Meanwhile, in the USSR, the bureaucracy was tightening the screw again - a process which had in fact started with the first successes of the Red Army against the German troops. The war period had upset the bureaucracy's control over the population. Tens of millions of soldiers had been shifted around according to the requirements of the war effort. Restoring discipline among them and putting them back to work was not an easy task. Specially as many ex-soldiers wanted some form of reward for the hardships they had suffered during the war, and in any case not a return to their pre-war social conditions. This was even more the case in the regions which had been occupied by the German army - Bielorussia, Georgia, Ukraine, Crimea, in particular - where the bureaucracy's state machinery had been dismantled, or sometimes taken over, by the occupying army.

Building up on wartime spirit, the bureaucracy resorted to whipping up Great-Russian nationalism. It was a farce. All of a sudden the world was told that everything, from new ideas to scientific discoveries had been pioneered by some obscure Russian hero. But behind the farce was the bureaucracy's concern to counter the potential threat of social unrest emerging in the republics and among national minorities. As a pre-emptive strike, the whole population of the previously occupied areas was declared suspect. Extensive purges were conducted in the party, the state machinery and the economic apparatus. A majority of the existing cadres were purged and replaced with Russian nationals, partly out of defiance towards local people but often simply due to the fact that the purges were so extensive that there was hardly any qualified local candidates left.

However, just like before the outbreak of the war, the peak of the purges was reached with the mass displacement of whole national minorities. In Crimea, 2OO,000 Tatars were forcefully deported to Uzbekistan while Crimea was integrated in Ukraine. And in Chechen-Ingushetia, along the northern border of Georgia, 400,000 Chechen were deported to central Asia. These were only two of the seven national minorities deported by Stalin during the war period.

Nationalism kept alive by poverty and dictatorship

Beyond these differences, the whole region was to share the same poverty, the same rationing, and... the same kind of dictatorship, under Stalin's stooges in Warsaw or Prague as much as under Tito in Yugoslavia. Yugoslavia suffered the fate of all Third World countries subjected to the world capitalist market, with the additional difficulty of having to face, at least up to the early 60's, the refusal of all Western financial institutions to provide any loan. The countries which remained within the Soviet block hardly benefited from it. Their economic relations were mostly with the USSR. There was hardly any attempt at working out a division of labour in terms of production between Eastern Europe countries that would have made their belonging to the Soviet block a distinct advantage. On the contrary, their economies remained tighly separate and it is only over the past decade that economic exchanges within Eastern Europe have increased. All in all, all Eastern Europe countries, with to an extent the exception of East Germany, remained backward countries.

# Task 1
How many lines in the rows below contain the string "shadow"? Reply with the number alone.

# Input data
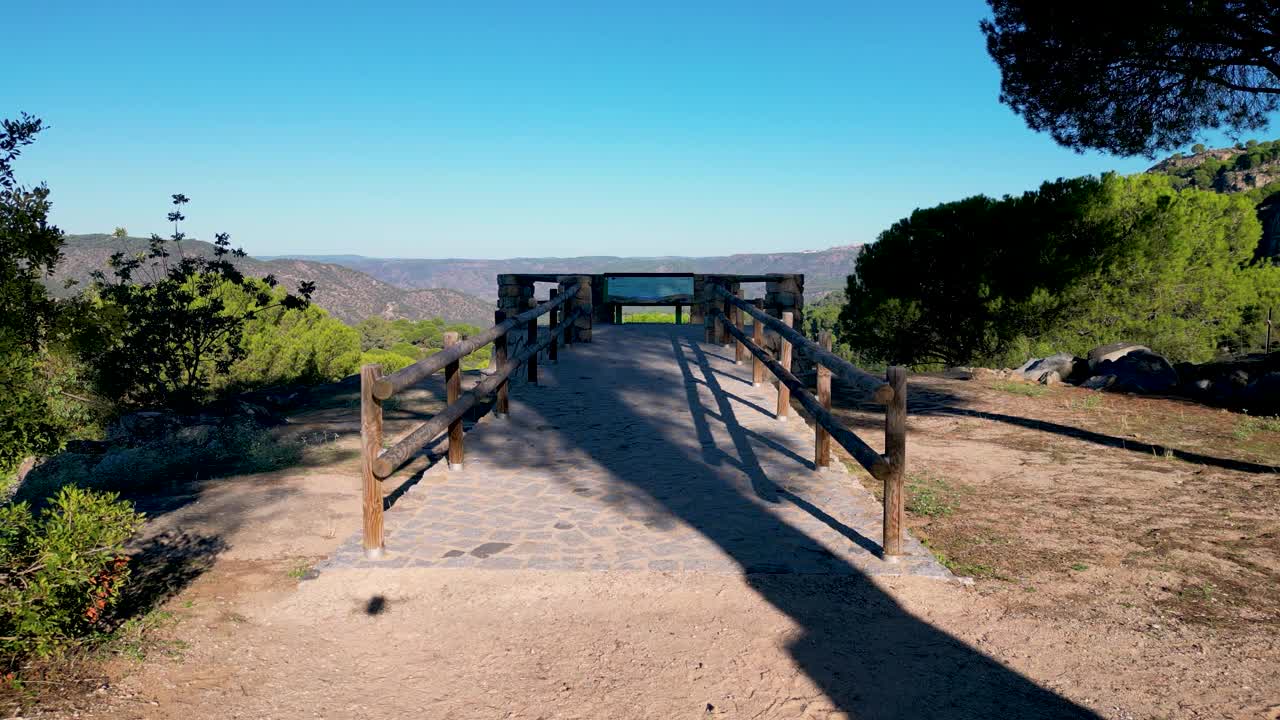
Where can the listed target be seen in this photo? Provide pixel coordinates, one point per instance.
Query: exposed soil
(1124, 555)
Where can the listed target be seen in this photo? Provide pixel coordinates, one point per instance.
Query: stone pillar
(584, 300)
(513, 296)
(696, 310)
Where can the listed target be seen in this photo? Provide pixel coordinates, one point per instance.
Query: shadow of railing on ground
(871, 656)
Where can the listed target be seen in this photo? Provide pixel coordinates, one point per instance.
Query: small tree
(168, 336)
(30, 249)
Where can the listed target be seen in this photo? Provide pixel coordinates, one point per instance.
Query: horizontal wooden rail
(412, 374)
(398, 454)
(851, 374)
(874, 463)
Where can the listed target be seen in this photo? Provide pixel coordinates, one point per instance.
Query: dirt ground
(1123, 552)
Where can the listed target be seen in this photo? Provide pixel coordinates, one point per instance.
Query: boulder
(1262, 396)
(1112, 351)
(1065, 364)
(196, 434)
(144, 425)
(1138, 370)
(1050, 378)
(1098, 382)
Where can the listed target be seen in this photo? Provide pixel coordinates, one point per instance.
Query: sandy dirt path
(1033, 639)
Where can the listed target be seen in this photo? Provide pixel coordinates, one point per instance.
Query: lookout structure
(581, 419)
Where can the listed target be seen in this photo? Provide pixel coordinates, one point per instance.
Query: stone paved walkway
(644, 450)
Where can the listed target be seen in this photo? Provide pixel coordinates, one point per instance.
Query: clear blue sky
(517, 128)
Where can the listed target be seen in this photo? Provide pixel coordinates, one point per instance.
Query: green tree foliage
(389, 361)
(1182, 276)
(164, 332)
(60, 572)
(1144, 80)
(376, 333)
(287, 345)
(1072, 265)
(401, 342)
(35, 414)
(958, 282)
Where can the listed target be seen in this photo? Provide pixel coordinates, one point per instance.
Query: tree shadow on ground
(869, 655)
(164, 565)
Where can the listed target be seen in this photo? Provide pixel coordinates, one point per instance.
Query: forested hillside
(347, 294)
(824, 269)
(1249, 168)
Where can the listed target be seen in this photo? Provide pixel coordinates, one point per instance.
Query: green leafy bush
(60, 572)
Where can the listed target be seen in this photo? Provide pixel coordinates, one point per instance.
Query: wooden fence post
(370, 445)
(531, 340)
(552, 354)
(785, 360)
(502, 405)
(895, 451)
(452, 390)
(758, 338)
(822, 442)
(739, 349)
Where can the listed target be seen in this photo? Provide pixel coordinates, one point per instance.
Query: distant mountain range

# Task 2
Pick up the passage on the postwar Soviet bloc and continue it from the sentence after its last one.

# Written reply 1
2

# Written reply 2
On this background of poverty and in the absence of any class-based political opposition, the only focus for organisation of discontent with the regime were rather naturally the "old nationalisms". All the more so as the regimes, all too often, were quick to whip up feelings against minorities, or against the neighbouring countries, as a means to divert the attention of the population from their poverty.

On the other hand, as a result of the dominant position of the USSR, local national feelings were often overshadowed by anti-Soviet feelings. Thus, for instance, in 1968 in Czechoslovakia, a section of the ruling layer initiated and took the head of a movement against the Soviet Union which claimed to maintain the country's so-called "socialist model". This was of course pure demagogy. By whipping up anti-Russian feelings, the real aim of Dubcek and his associates was to bring Czechoslovakia back into the western capitalist market by freeing itself from the Soviet orbit. In the process, the old antagonisms between the Czechs and the Slovaks seemed to momentarily disappear. But as we can see today this was but a temporary truce.

This was just as much the case in the USSR, in fact. Here national based cliques were used by the state leaderships in the various struggles for power which followed Stalin's death. Under Brezhnev, the build up of full-blown nationalist hierarchies were encouraged in some republics, particularly in Khazakhstan and Azerbadjan, and became important pillars of Brezhnev's own personal power. As a result, as early as the '70's, some leaders in these republics began to voice territorial claims over neighbouring regions.

Under the condition of dictatorship, it is not surprising that national identity should emerge as the "cement" between opponents to oppressive regimes. When no political propaganda, no circulation of ideas, are possible; when, in addition, no class-based politics and perspective are being offered, a common language, or common ethnic roots, provides a natural common ground and may seem to have a broader appeal for those who want to fight the dictatorship. Thus the anti-Stalinist movement in the Ukraine took a nationalist form under the leadership of Grigorenko in the late 60's. Grigorenko did not see himself as a Ukrainian nationalist. His language and objectives were closer to left social democracy, even using the Russian Revolution as reference. But as he explained himself, the "specificity" of the Ukrainian tradition, seemed to him the only starting point in a situation where no political expression was allowed or tolerated. Which of course only ended up re-inforcing an even re-vamping the old Ukrainian nationalism at the expense of the socialist-minded orientation promoted by Grigorenko and his comrades.

So, while during all that period spanning from WW2 to the present day, anti-Russian or anti-Soviet feelings appeared on the forefront of the opposition in Eastern Europe and the USSR, all sorts of nationalist currents remained active underground. They were one of the vehicles through which people expressed their opposition to the dictatorship. But also, occasionaly, an instrument in the hands of warring factions among the ruling layers. And it was inevitable that at some stage these underground currents should re-surface.

The re-emergence of nationalism in Eastern Europe...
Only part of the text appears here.